* _Records for processing_
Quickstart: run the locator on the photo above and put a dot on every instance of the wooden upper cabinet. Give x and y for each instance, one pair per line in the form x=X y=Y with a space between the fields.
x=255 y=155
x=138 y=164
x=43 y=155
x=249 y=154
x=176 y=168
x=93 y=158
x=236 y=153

* _What the exercise asks_
Above are the records; retype them all without a single difference.

* _Exercise solution_
Quickstart: run the locator on the photo above and put a dot on every instance of the wooden upper cabinet. Give x and y for each instance, one pair per line in the form x=X y=Y with a space between the fields.
x=255 y=155
x=138 y=164
x=43 y=155
x=249 y=154
x=176 y=168
x=93 y=158
x=236 y=153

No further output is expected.